* **What you will do**
Give the stretch of the records below, from the line containing "for the floating" through the end, as a Markdown table with the columns Row and Line text, leaving out blank lines.

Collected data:

§

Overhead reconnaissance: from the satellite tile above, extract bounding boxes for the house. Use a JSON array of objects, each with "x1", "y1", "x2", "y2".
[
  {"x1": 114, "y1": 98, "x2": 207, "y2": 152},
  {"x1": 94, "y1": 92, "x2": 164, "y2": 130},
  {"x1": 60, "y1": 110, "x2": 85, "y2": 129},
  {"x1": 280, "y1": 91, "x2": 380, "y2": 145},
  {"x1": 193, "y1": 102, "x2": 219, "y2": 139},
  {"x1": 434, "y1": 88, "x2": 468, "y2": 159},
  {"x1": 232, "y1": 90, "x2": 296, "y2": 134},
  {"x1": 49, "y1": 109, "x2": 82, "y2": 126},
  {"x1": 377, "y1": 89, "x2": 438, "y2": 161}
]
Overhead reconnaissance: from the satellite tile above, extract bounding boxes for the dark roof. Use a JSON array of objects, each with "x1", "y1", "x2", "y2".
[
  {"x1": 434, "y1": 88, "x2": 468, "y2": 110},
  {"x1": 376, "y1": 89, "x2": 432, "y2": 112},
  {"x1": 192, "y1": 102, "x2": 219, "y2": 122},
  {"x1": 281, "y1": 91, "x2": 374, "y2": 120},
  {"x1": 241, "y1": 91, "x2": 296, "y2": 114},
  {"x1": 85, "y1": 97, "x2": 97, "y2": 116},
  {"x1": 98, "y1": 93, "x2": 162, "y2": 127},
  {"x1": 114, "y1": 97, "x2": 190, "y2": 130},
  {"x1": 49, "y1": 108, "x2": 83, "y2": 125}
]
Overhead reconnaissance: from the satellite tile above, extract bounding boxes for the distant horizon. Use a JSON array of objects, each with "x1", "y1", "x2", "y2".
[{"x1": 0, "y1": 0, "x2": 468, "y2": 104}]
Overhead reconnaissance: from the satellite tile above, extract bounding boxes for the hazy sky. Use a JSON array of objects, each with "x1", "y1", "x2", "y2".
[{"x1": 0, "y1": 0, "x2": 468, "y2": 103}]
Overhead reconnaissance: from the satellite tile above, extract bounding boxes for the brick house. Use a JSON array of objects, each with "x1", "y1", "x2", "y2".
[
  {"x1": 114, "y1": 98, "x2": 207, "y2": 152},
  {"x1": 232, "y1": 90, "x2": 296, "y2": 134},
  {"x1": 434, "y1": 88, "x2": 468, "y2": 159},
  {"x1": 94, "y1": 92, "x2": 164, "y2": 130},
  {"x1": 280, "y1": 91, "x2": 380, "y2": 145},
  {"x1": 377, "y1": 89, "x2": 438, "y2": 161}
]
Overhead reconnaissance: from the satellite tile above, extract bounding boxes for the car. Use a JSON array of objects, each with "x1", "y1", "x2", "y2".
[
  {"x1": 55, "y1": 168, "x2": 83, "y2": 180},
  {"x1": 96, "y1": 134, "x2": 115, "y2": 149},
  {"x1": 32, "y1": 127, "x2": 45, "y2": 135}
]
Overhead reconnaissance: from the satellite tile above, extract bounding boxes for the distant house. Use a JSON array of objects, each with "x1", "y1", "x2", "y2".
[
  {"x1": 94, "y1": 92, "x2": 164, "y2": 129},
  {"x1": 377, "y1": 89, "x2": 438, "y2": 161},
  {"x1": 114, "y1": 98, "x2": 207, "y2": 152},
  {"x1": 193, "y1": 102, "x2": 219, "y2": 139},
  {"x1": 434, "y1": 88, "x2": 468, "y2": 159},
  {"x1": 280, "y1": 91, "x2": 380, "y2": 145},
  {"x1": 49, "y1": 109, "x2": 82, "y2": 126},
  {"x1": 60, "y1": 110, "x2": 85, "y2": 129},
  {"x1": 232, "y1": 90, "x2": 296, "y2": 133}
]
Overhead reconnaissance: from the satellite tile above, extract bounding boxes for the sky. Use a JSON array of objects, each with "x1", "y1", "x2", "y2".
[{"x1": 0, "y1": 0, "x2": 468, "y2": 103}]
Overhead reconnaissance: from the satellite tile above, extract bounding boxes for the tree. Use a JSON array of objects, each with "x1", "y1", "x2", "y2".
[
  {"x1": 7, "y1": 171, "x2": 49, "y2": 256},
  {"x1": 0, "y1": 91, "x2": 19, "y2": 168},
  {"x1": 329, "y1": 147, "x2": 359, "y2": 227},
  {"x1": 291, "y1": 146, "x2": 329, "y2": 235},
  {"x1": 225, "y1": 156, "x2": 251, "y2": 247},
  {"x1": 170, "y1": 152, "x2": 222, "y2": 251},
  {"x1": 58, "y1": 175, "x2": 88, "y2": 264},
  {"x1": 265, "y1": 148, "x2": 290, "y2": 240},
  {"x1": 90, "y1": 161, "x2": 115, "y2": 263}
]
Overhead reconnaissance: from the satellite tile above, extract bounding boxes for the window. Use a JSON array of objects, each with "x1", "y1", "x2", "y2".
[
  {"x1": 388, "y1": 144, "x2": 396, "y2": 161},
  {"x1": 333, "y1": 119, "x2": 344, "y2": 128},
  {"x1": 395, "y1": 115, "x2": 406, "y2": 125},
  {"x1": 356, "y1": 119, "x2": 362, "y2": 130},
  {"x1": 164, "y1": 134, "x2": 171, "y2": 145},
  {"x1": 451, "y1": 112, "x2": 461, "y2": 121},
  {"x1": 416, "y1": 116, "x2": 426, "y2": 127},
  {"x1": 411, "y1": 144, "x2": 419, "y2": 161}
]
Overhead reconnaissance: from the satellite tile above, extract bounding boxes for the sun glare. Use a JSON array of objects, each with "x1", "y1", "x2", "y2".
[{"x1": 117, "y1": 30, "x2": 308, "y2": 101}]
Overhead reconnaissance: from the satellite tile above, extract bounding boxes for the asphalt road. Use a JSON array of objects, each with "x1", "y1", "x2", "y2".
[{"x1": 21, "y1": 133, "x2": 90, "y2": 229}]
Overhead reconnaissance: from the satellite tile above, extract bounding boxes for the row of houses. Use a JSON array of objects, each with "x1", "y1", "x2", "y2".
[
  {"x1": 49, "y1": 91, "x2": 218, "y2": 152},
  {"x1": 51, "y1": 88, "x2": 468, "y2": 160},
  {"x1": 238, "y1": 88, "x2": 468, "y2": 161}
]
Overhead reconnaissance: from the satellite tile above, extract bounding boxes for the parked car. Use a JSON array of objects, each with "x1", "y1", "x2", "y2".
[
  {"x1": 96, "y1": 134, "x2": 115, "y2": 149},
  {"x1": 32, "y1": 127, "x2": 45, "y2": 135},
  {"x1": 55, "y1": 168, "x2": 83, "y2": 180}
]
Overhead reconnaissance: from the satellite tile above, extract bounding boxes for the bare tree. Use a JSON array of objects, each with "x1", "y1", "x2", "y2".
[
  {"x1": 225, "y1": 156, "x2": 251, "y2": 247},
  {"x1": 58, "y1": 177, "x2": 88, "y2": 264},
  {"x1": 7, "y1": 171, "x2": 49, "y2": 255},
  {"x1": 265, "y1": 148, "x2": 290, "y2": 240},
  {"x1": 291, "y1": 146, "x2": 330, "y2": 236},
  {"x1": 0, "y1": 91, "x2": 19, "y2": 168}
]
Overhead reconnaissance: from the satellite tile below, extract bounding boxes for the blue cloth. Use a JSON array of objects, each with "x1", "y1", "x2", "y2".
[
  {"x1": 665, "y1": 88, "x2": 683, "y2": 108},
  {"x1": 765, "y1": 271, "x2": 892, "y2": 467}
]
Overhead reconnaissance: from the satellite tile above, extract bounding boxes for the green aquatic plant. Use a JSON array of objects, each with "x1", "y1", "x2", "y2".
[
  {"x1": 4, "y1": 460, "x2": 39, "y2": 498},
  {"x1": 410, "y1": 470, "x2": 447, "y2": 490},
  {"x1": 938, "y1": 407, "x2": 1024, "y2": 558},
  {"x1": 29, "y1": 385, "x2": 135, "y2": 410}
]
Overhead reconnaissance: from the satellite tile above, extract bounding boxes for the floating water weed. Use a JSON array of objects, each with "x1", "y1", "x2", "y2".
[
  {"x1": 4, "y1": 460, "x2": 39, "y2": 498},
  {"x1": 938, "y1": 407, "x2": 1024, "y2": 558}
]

§

* **Solution to this task**
| Row | Line text |
|---|---|
| 1 | Overhead reconnaissance: from the satellite tile above, extract bounding boxes for the floating water weed. Use a JSON array of objects, each with "x1", "y1", "x2", "y2". |
| 2 | [ |
| 3 |   {"x1": 4, "y1": 460, "x2": 39, "y2": 498}, |
| 4 |   {"x1": 938, "y1": 407, "x2": 1024, "y2": 558} |
| 5 | ] |